Auszug =>
══════════════════════════════
Vladimir Kramnik: Ich hege keine besondere Aversion ihm gegenüber. Er ist er, und ich bin ich.

Yuri Vasiliev: Aber Sie haben sich nicht wie üblich die Hand gegeben; das Remis wurde auf ziemlich ungewöhnliche Weise vereinbart...

Vladimir Kramnik: Nach allem, was er über mich gesagt hat, verspürte ich keinerlei Lust, ihm die Hand zu geben... Und was das andere angeht, in der Stellung, die wir erreichten, war das Remis offensichtlich und ein Angebot überflüssig.

Yuri Vasiliev: Hat Sie Topalov in dieser Partie unter Druck gesetzt?

Vladimir Kramnik: Nach der Eröffnung stand ich schlechter, deutlich schlechter. Das ist gegen ihn schwer zu vermeiden. Ich hatte eine sehr unangenehme Stellung. Aber dann fing er an, etwas primitiv zu spielen. Ich hatte keinerlei Mühe, alle seine Züge vorauszusehen. Er stellte mir keine besonderen Probleme. Ich glaube, wenn ich diese Stellung mit Weiß gehabt hätte, hätte ich ihn lange quälen können... In punkto Eröffnungsvorbereitung ist Topalov im Augenblick zweifellos allen anderen in der Welt voraus. Ich weiß nicht, ob er selbst so viel arbeitet, ob er eine ganze Brigade von Leuten hat, die für ihn analysiert, oder woran es sonst liegen kann, aber in dieser Hinsicht ist er der Beste der Welt. Die Mehrzahl seiner Siege hier errang er, weil seine Gegner mit sehr starken Neuerungen torpediert wurden. Sein Spiel selbst hat mich im Großen und Ganzen absolut nicht beeindruckt.

Yuri Vasiliev: Welcher Teilnehmer hat Ihnen am besten gefallen?
══════════════════════════════
Aufgabe 1 => Geben Sie die nachfolgenden Datensätze erneut wieder und setzen Sie dabei überall „widest part“ an die Stelle von „thickest part“, ohne sonst etwas zu verändern. Die Bilder lassen Sie in Ihrer Antwort bitte weg.
══════════════════════════════
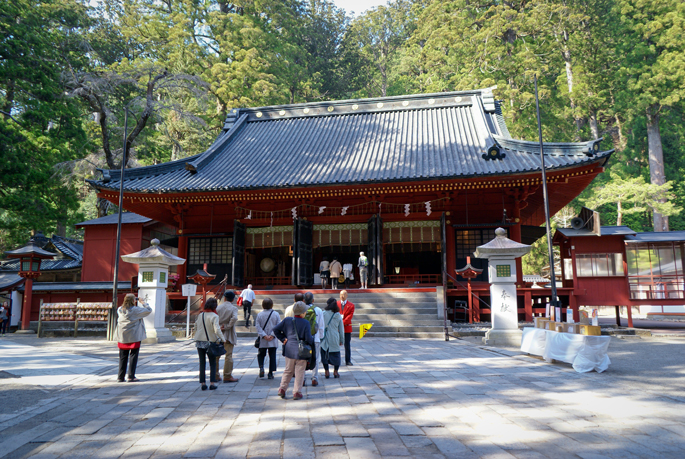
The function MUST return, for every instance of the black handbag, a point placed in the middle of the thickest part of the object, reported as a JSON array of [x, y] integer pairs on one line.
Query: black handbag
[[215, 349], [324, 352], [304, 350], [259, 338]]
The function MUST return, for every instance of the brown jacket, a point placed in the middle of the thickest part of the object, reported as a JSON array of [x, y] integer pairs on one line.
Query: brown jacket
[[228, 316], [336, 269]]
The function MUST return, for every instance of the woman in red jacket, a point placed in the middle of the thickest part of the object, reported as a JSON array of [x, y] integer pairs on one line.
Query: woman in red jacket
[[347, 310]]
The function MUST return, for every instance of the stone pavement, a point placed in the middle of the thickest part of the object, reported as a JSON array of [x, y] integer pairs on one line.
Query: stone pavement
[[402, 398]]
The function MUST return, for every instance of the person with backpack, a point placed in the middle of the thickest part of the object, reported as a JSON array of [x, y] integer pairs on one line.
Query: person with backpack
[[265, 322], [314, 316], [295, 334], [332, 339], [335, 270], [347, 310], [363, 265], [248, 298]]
══════════════════════════════
Aufgabe 2 => Übernehmen Sie aus dem Interview mit Vladimir Kramnik den Abschnitt unverändert, beginnend mit „Vladimir Kramnik: Nach der“ und fortlaufend bis einschließlich „absolut nicht beeindruckt.“.

Ergebnis 1 =>
The function MUST return, for every instance of the black handbag, a point placed in the middle of the widest part of the object, reported as a JSON array of [x, y] integer pairs on one line.
Query: black handbag
[[215, 349], [324, 352], [304, 350], [259, 338]]
The function MUST return, for every instance of the brown jacket, a point placed in the middle of the widest part of the object, reported as a JSON array of [x, y] integer pairs on one line.
Query: brown jacket
[[228, 316], [336, 269]]
The function MUST return, for every instance of the woman in red jacket, a point placed in the middle of the widest part of the object, reported as a JSON array of [x, y] integer pairs on one line.
Query: woman in red jacket
[[347, 310]]
The function MUST return, for every instance of the stone pavement, a point placed in the middle of the widest part of the object, reported as a JSON array of [x, y] integer pairs on one line.
Query: stone pavement
[[402, 398]]
The function MUST return, for every instance of the person with backpack, a point placed in the middle of the widest part of the object, reported as a JSON array of [x, y] integer pairs on one line.
Query: person with backpack
[[265, 322], [314, 316], [295, 334], [332, 339], [335, 270], [347, 310], [363, 265], [248, 298]]

Ergebnis 2 =>
Vladimir Kramnik: Nach der Eröffnung stand ich schlechter, deutlich schlechter. Das ist gegen ihn schwer zu vermeiden. Ich hatte eine sehr unangenehme Stellung. Aber dann fing er an, etwas primitiv zu spielen. Ich hatte keinerlei Mühe, alle seine Züge vorauszusehen. Er stellte mir keine besonderen Probleme. Ich glaube, wenn ich diese Stellung mit Weiß gehabt hätte, hätte ich ihn lange quälen können... In punkto Eröffnungsvorbereitung ist Topalov im Augenblick zweifellos allen anderen in der Welt voraus. Ich weiß nicht, ob er selbst so viel arbeitet, ob er eine ganze Brigade von Leuten hat, die für ihn analysiert, oder woran es sonst liegen kann, aber in dieser Hinsicht ist er der Beste der Welt. Die Mehrzahl seiner Siege hier errang er, weil seine Gegner mit sehr starken Neuerungen torpediert wurden. Sein Spiel selbst hat mich im Großen und Ganzen absolut nicht beeindruckt.